## AIM
Take the line containing "Query: night sky" and all lines after it, through the end of the material, and repeat them exactly, pictures left out.

## MATERIAL SHOWN
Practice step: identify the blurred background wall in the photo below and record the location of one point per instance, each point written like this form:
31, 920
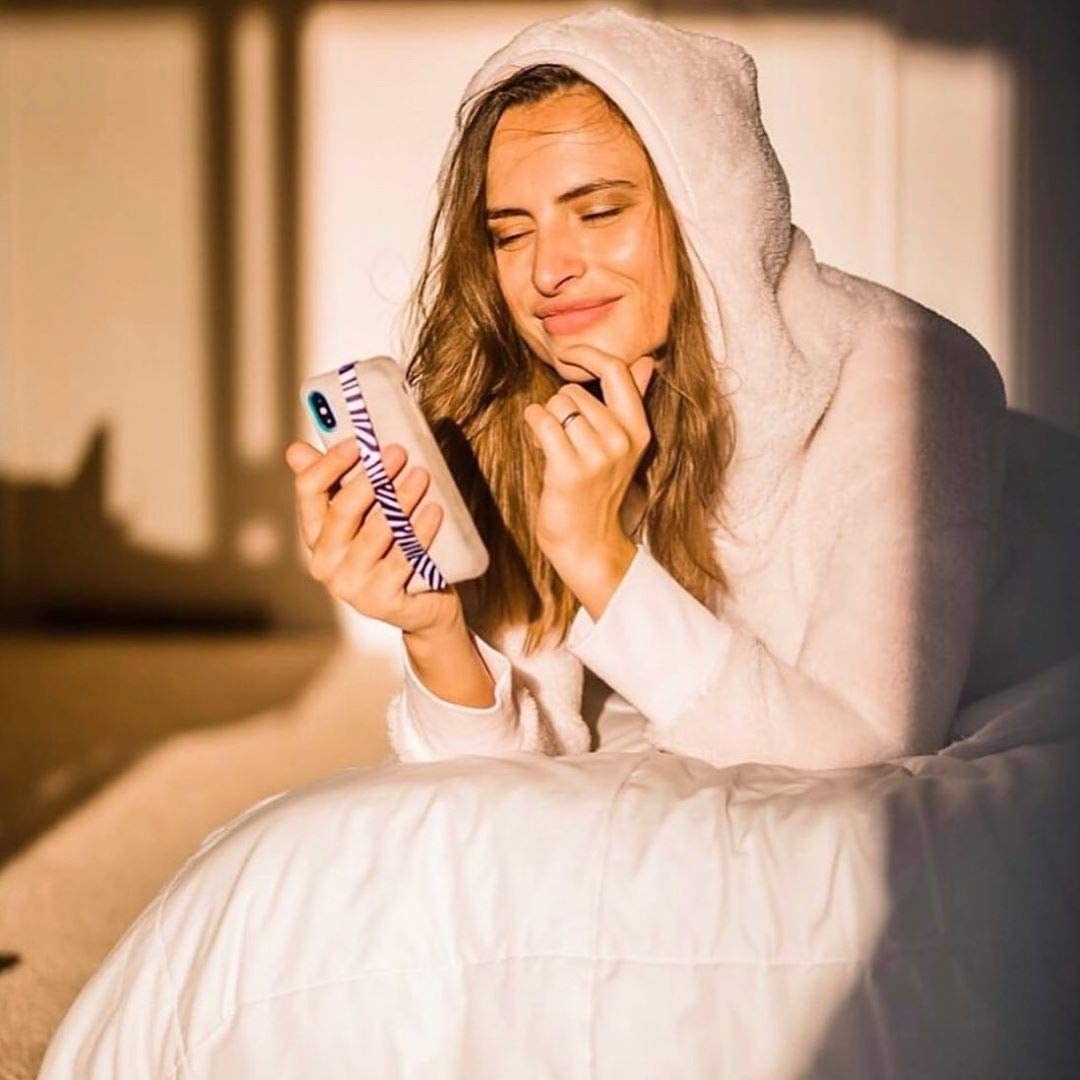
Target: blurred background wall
203, 203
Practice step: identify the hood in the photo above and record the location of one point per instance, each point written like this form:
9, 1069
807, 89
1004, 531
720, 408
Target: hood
778, 332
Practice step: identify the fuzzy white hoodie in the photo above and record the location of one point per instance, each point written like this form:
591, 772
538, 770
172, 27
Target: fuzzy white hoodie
862, 502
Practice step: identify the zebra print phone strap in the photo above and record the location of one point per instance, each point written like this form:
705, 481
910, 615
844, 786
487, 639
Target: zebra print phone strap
370, 457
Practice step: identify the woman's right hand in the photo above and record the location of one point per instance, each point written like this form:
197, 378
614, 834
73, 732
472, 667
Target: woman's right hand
351, 549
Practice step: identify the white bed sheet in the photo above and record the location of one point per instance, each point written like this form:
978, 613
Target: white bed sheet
623, 914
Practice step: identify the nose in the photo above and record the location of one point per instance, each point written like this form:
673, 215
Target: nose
556, 257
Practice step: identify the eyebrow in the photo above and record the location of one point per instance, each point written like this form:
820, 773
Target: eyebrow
583, 189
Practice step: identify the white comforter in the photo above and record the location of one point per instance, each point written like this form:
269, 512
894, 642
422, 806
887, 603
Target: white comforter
623, 915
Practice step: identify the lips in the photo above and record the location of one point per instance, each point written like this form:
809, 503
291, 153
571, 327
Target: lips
570, 319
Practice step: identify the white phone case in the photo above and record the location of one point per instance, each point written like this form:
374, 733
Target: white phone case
368, 400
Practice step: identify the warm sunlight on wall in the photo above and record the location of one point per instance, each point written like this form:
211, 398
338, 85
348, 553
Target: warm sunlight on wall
900, 153
103, 287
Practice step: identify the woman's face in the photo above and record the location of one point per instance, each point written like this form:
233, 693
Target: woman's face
581, 250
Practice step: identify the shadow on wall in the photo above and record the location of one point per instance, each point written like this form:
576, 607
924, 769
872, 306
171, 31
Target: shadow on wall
66, 565
78, 571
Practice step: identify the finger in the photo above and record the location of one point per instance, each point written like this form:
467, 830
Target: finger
551, 436
598, 419
426, 522
349, 508
375, 542
321, 474
622, 391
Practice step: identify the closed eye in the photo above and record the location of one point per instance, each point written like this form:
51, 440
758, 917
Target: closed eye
503, 241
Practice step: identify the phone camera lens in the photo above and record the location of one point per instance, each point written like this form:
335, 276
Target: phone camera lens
321, 409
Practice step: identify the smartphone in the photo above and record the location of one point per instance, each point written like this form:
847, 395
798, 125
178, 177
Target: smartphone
368, 401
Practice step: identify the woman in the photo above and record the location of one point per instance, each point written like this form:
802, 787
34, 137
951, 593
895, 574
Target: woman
739, 505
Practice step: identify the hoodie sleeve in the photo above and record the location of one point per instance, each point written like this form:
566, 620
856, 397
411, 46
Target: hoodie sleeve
889, 629
423, 727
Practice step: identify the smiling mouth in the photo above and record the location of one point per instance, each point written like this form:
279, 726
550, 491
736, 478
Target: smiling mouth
579, 319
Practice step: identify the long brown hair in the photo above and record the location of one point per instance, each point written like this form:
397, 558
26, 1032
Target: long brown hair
474, 376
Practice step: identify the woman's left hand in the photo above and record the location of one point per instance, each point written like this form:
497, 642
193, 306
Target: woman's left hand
590, 462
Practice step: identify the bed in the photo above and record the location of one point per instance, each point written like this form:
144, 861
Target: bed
624, 915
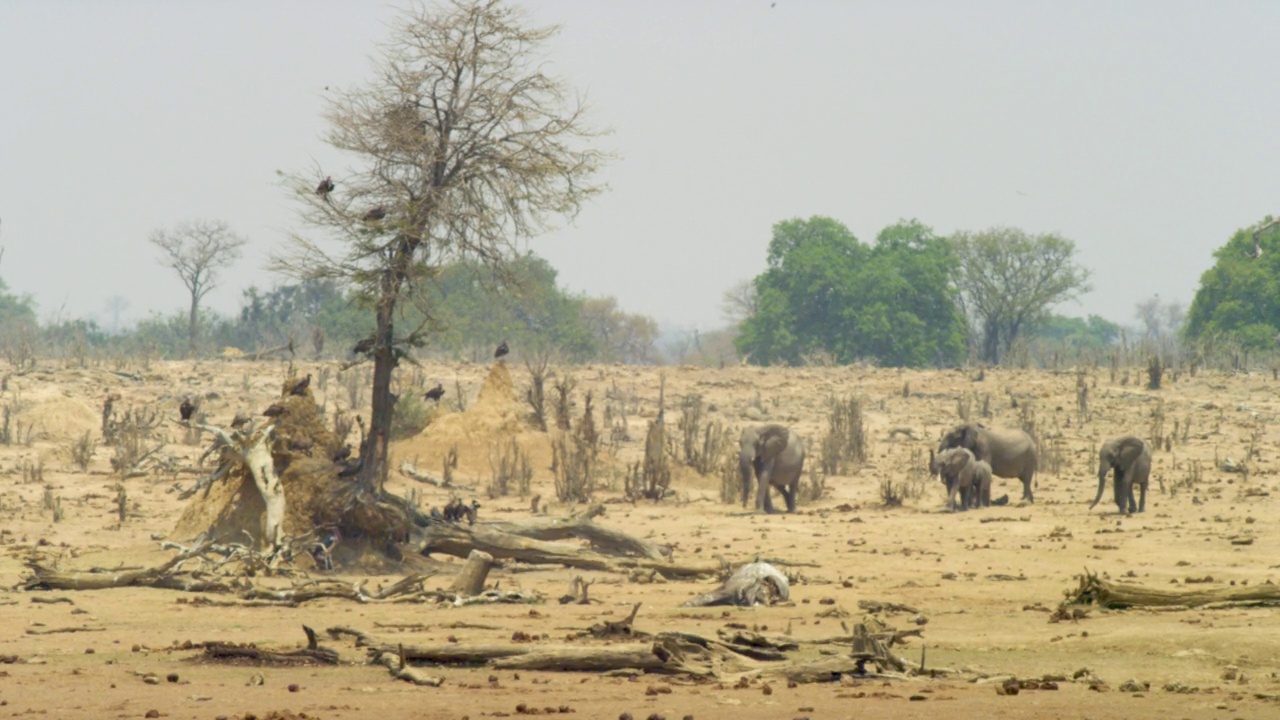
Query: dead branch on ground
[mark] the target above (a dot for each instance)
(1106, 593)
(460, 541)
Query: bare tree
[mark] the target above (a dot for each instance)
(197, 250)
(460, 146)
(1009, 279)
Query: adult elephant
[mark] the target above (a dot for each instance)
(1130, 459)
(1011, 454)
(773, 455)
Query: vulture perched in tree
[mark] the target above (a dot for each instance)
(300, 388)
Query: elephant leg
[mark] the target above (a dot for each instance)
(789, 495)
(763, 501)
(1130, 505)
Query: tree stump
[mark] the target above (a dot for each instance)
(472, 575)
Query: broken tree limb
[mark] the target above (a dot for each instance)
(1106, 593)
(49, 578)
(754, 583)
(460, 541)
(472, 575)
(667, 654)
(246, 652)
(603, 540)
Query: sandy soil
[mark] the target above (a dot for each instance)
(983, 579)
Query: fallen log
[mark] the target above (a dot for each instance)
(49, 578)
(666, 654)
(754, 583)
(1106, 593)
(254, 655)
(470, 579)
(461, 540)
(603, 540)
(167, 575)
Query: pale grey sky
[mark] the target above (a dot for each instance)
(1144, 131)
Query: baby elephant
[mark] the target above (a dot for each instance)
(963, 474)
(1130, 459)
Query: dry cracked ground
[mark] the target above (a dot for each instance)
(983, 583)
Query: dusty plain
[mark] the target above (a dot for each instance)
(986, 580)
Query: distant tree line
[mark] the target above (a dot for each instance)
(470, 311)
(914, 299)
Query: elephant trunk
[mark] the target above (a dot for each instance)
(1102, 484)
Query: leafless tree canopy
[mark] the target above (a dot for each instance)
(460, 137)
(460, 146)
(197, 250)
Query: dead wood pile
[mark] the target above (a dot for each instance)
(277, 482)
(1107, 593)
(520, 541)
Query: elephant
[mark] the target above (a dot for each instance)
(775, 456)
(1130, 459)
(1011, 454)
(981, 484)
(959, 472)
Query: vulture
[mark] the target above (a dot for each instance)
(300, 388)
(187, 409)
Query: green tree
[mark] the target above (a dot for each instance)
(458, 147)
(1089, 333)
(826, 291)
(1239, 296)
(1009, 279)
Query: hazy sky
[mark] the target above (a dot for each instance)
(1144, 131)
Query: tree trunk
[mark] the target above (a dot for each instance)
(373, 475)
(192, 324)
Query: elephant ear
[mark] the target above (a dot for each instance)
(771, 443)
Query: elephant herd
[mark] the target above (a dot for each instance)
(968, 458)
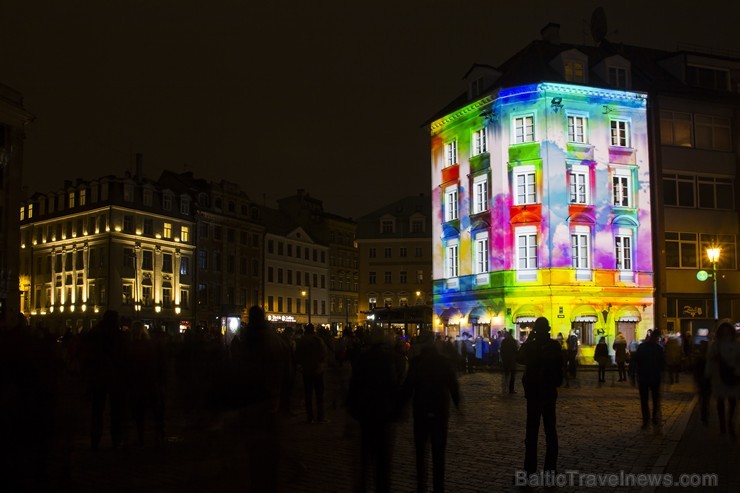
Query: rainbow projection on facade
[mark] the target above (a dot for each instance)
(541, 195)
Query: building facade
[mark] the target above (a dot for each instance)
(13, 120)
(124, 244)
(395, 252)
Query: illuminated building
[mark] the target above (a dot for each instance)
(125, 244)
(13, 119)
(296, 271)
(395, 251)
(337, 233)
(541, 197)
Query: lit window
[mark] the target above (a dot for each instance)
(523, 129)
(620, 133)
(451, 209)
(577, 129)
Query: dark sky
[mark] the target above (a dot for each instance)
(324, 96)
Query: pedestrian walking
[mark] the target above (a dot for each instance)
(649, 363)
(311, 354)
(722, 369)
(543, 375)
(432, 384)
(620, 355)
(601, 356)
(509, 349)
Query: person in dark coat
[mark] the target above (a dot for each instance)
(509, 348)
(543, 375)
(107, 374)
(374, 400)
(311, 354)
(649, 363)
(432, 384)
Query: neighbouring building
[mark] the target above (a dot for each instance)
(13, 121)
(541, 197)
(115, 243)
(337, 233)
(395, 251)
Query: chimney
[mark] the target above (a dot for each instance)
(551, 33)
(139, 161)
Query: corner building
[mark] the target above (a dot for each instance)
(541, 202)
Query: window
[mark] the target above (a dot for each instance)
(622, 188)
(618, 77)
(678, 190)
(451, 203)
(480, 194)
(713, 132)
(681, 250)
(620, 136)
(451, 153)
(579, 182)
(451, 259)
(480, 145)
(675, 129)
(577, 129)
(580, 247)
(574, 71)
(523, 129)
(526, 252)
(623, 250)
(715, 193)
(524, 182)
(481, 253)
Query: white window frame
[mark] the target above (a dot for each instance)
(527, 253)
(522, 129)
(481, 253)
(480, 141)
(480, 194)
(451, 153)
(452, 210)
(620, 132)
(622, 195)
(528, 176)
(452, 258)
(579, 177)
(578, 129)
(580, 244)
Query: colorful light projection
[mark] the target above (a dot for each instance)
(567, 223)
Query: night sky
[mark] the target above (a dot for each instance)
(324, 96)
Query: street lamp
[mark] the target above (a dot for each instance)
(713, 255)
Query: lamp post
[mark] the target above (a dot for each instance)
(713, 255)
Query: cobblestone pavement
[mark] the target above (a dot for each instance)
(598, 427)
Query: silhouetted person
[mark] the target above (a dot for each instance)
(374, 400)
(432, 384)
(264, 361)
(601, 356)
(649, 363)
(542, 377)
(723, 360)
(311, 354)
(106, 367)
(620, 356)
(146, 381)
(509, 349)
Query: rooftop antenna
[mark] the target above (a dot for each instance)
(598, 25)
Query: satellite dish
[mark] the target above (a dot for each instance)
(598, 25)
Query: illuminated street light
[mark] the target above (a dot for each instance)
(713, 255)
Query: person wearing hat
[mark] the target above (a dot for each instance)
(543, 375)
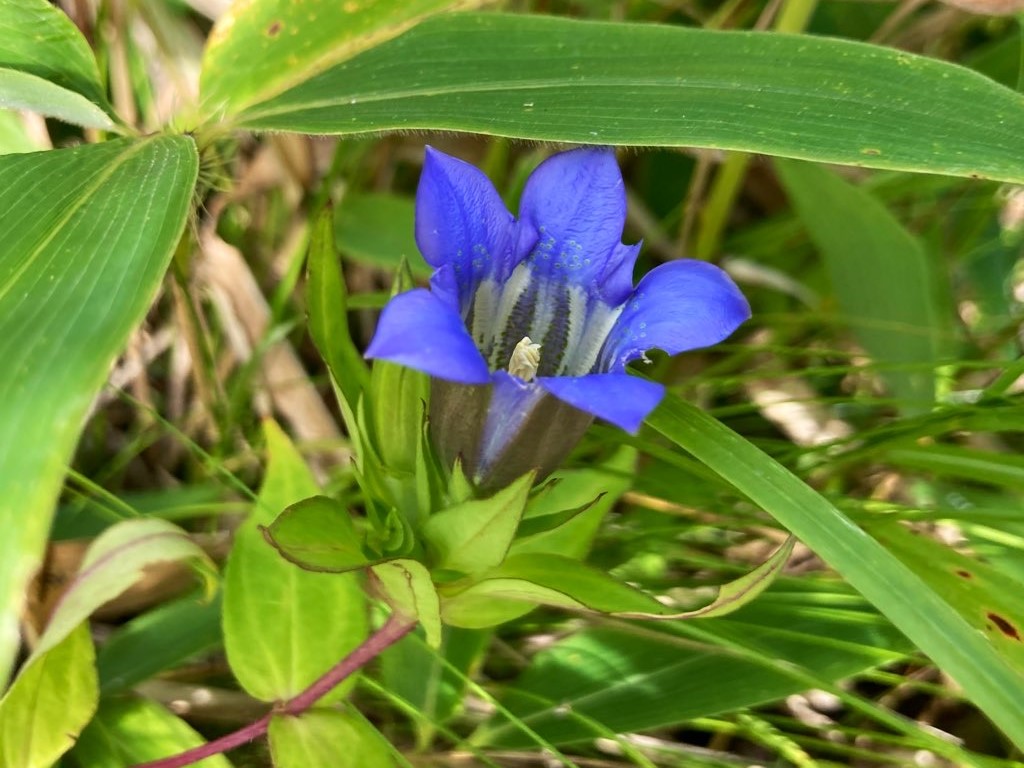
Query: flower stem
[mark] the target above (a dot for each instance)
(395, 628)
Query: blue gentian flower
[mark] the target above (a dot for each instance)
(544, 305)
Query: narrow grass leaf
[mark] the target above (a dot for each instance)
(883, 279)
(927, 619)
(261, 47)
(555, 79)
(634, 677)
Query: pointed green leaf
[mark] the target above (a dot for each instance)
(564, 80)
(328, 738)
(475, 536)
(285, 627)
(38, 38)
(590, 491)
(19, 90)
(631, 678)
(317, 534)
(551, 580)
(129, 731)
(407, 587)
(113, 563)
(88, 233)
(328, 304)
(880, 273)
(259, 48)
(49, 704)
(540, 580)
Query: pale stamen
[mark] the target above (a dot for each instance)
(525, 359)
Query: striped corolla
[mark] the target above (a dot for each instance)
(529, 322)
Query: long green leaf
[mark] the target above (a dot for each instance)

## REPLY
Query: night sky
[mark] the target above (a dot for each instance)
(324, 96)
Query: street lamp
[mark] the target above (a dot for each instance)
(713, 255)
Query: lamp post
[mark] the target above (a dot for each instance)
(713, 255)
Query: cobblestone pavement
[mark] the target above (a dot for each instance)
(598, 427)
Query: silhouetted person
[mark] the target above (a dot for each instance)
(374, 400)
(432, 384)
(264, 361)
(601, 356)
(649, 363)
(542, 377)
(723, 360)
(311, 354)
(106, 367)
(620, 356)
(146, 381)
(509, 349)
Query: rooftop antenna
[mark] the target above (a dot for each instance)
(598, 25)
Query: satellite dish
[mark] the target above (a dot for each instance)
(598, 25)
Query: illuminated street light
[mark] the target above (a dot for each instance)
(713, 255)
Query: person wearing hat
[mark] the target above (a dot for each instance)
(543, 375)
Query: flower stem
[mark] the target above (a dot for each instance)
(395, 628)
Query: blue gentian flower
[mark] the target above (a dot for each instance)
(544, 305)
Query: narrow grass leaf
[mark] the target above (a dot for each instance)
(883, 279)
(927, 619)
(261, 47)
(555, 79)
(634, 677)
Query: pointed green leaf
[mark] the target above (a dot for each instance)
(564, 80)
(328, 738)
(475, 536)
(285, 627)
(38, 38)
(590, 491)
(19, 90)
(631, 678)
(317, 534)
(551, 580)
(129, 731)
(407, 587)
(113, 563)
(88, 233)
(328, 304)
(880, 273)
(259, 48)
(49, 704)
(540, 580)
Query: pale stamen
[mark] the target above (a dot for each instance)
(525, 359)
Query: striped corolla
[mark] the target above (a dot for each instance)
(529, 322)
Query: long green leaf
[mark] the target above (a dot for each instance)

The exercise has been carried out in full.